◆ **任务与练习**
1 > 请把关于冈仁波齐的短文中从“只要进入普兰地段,如果天气不”开始、一直到“大自然的规律——背阴积雪,阳面没雪相反。”为止的部分原样抄录下来。
2 > 列出下面数据中含有字符串“scale”的每一行，大小写须完全一致。

◆ **所给短文**

***

只要进入普兰地段,如果天气不坏,远远就能看见冈仁波齐。如果说冈仁波齐东南面的玛旁雍错是慈爱宽容的皇后,那冈仁波齐就绝对是不可一世的君主:他那巍峨高大,不怒自威;峰顶晶莹的白雪使他显得更为冷漠骄傲,不可侵犯。更令人称奇的是,山的向阳面终年积雪不化;而山的阴面常年无雪,即便是被白雪覆盖,等太阳一出,雪随即而化,刚好与大自然的规律——背阴积雪,阳面没雪相反。
当然,海拔6656米的冈仁波齐至今也无人能够登临,不是因为高度,而是不敢触怒神灵。冈仁波齐被藏民们称为“神山”。表面上看起来,他的外形似园顶金字塔,峰顶终年积雪,由峰顶垂直而下的巨大冰槽与一横向岩层构成的一个巨大的佛教的万字符号,称为他神圣的标记;从佛教的教义上而言,其所述的须弥山就是指这座山,被称为世界的中心,相传是佛祖释迦牟尼的道场,当佛祖释迦牟尼尚在人间时,守护十方之神,诸菩萨、天神、人、阿修罗和天界乐师等都云集在神山周围,聆听佛祖讲经。

***

◆ **所给数据**
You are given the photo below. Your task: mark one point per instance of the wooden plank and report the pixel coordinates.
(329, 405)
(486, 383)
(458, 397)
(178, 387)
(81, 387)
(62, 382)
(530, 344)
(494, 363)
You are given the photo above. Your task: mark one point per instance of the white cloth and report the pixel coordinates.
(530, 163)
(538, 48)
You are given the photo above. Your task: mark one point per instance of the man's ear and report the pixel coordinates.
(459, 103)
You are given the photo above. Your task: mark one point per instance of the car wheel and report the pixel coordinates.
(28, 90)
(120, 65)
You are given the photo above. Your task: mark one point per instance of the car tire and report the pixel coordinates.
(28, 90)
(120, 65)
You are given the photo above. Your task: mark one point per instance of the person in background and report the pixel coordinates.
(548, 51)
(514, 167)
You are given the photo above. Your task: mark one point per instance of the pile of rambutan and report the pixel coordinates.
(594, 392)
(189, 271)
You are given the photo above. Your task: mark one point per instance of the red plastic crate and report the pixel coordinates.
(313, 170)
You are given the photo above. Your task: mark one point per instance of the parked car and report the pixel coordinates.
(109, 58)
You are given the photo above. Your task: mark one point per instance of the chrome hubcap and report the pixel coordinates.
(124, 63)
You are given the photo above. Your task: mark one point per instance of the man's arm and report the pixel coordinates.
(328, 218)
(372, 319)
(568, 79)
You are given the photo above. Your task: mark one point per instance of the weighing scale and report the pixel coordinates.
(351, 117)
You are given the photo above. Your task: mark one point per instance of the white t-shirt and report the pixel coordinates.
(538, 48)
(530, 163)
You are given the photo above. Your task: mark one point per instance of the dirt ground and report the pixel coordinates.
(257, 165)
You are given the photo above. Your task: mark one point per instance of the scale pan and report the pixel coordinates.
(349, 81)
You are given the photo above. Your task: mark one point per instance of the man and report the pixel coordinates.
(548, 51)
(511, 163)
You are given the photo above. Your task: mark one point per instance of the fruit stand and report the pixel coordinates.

***

◆ **预期结果**
1 >
只要进入普兰地段,如果天气不坏,远远就能看见冈仁波齐。如果说冈仁波齐东南面的玛旁雍错是慈爱宽容的皇后,那冈仁波齐就绝对是不可一世的君主:他那巍峨高大,不怒自威;峰顶晶莹的白雪使他显得更为冷漠骄傲,不可侵犯。更令人称奇的是,山的向阳面终年积雪不化;而山的阴面常年无雪,即便是被白雪覆盖,等太阳一出,雪随即而化,刚好与大自然的规律——背阴积雪,阳面没雪相反。

2 >
You are given the photo above. Your task: mark one point per instance of the weighing scale and report the pixel coordinates.
You are given the photo above. Your task: mark one point per instance of the scale pan and report the pixel coordinates.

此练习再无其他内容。